GIVEN PROBLEM
Rewrite the material from its beginning through the line containing "[[427, 238, 486, 314], [729, 281, 797, 356]]", replacing "minimal padding" with "little padding" and keeping everything else unchanged. Leave the pictures out.

RECORDS FOR THIS EXERCISE

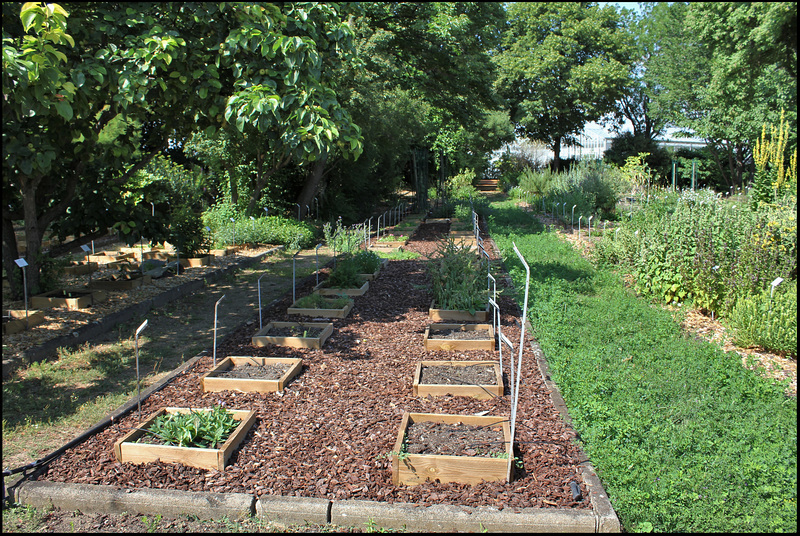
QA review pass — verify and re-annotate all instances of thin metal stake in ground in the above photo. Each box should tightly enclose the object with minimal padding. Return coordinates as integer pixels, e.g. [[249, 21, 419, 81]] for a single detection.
[[511, 242, 531, 445], [135, 319, 147, 421], [258, 272, 268, 331], [214, 294, 225, 367]]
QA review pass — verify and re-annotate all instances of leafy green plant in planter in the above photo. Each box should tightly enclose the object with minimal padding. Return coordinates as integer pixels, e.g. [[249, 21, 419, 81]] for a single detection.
[[427, 238, 486, 314], [143, 405, 239, 448], [142, 405, 239, 448]]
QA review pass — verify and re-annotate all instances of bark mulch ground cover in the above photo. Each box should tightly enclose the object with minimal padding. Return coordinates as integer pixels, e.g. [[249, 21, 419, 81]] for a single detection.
[[41, 223, 591, 509]]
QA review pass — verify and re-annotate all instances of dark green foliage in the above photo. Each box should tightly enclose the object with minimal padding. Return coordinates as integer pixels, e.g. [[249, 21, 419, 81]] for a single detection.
[[170, 204, 209, 257], [490, 203, 797, 532], [427, 238, 487, 314], [603, 132, 672, 180]]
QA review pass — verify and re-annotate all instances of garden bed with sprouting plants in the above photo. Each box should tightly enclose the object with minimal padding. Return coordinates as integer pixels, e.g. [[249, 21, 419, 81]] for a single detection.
[[36, 222, 591, 509]]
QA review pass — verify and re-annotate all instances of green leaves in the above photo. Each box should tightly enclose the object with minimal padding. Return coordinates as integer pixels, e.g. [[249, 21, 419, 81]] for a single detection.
[[147, 405, 239, 448]]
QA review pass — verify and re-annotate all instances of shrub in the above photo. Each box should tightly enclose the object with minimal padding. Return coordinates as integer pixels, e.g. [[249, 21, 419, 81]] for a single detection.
[[427, 238, 486, 314], [729, 281, 797, 356]]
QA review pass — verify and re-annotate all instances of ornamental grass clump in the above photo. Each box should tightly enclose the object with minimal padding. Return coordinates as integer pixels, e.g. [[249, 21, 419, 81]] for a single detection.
[[145, 405, 239, 448], [427, 238, 487, 314]]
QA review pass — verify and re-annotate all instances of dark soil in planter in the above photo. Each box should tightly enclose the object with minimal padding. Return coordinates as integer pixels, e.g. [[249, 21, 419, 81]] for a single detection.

EXPECTED ANSWER
QA review pass — verify and re-annotate all instances of thin metal stake in ground in the above photo. Each box should tightly enclose the object with little padding. Return coordinates as integer pixels, e.g. [[249, 21, 419, 81]] for a single detection.
[[511, 242, 531, 445], [135, 319, 147, 421], [258, 272, 268, 331], [214, 294, 225, 367]]
QA review pass — verify and re-annotate all instances of leafy green plant in planter in the above photo. Each box should tightly enclose the object with little padding. Return coordinates as integer pixels, e.g. [[249, 21, 419, 81]] for a single detection.
[[427, 238, 486, 314], [143, 405, 239, 448], [142, 405, 239, 448]]
QA review pass — verify and re-annotate all instances of bark mulch ground cover in the above photo. Each box should tightly enclose the object with little padding. Return coordinates as integer pixels, e.g. [[249, 21, 419, 81]] for a single detection.
[[41, 223, 591, 509]]
QA review pass — verify and re-annotate all instances of dark green foliage in the above photo. Each box should tightly enclose the object with little padding. Return coordinates as integer pixels, e.g. [[249, 21, 419, 81]] for a single detection.
[[170, 204, 209, 257], [490, 203, 797, 532], [427, 238, 487, 314], [603, 132, 672, 180]]
QA review pass — verify and re-annotate all instances of garden bed with sprouting plants in the above photo. Each box should tightly enclose the object with little padding. Return coordinates as integer pixels, e.g. [[249, 21, 419, 81]] for a single detection.
[[36, 222, 591, 509]]
QA review pass — verify and re-annotate all instances of green leaves in the above photo. Each box should tightly enclose the object with little padding. Return coordinates as integer pixels, e.g. [[249, 21, 419, 81]] for a single detection.
[[147, 405, 239, 448]]
QA review pass — verify and re-annotate all instances of shrub in the above photo. Each box should tightly enclose the object with little padding. Return coordinates as integer pixels, e.g. [[249, 21, 419, 81]] for a single detection.
[[427, 238, 486, 314], [729, 281, 797, 356]]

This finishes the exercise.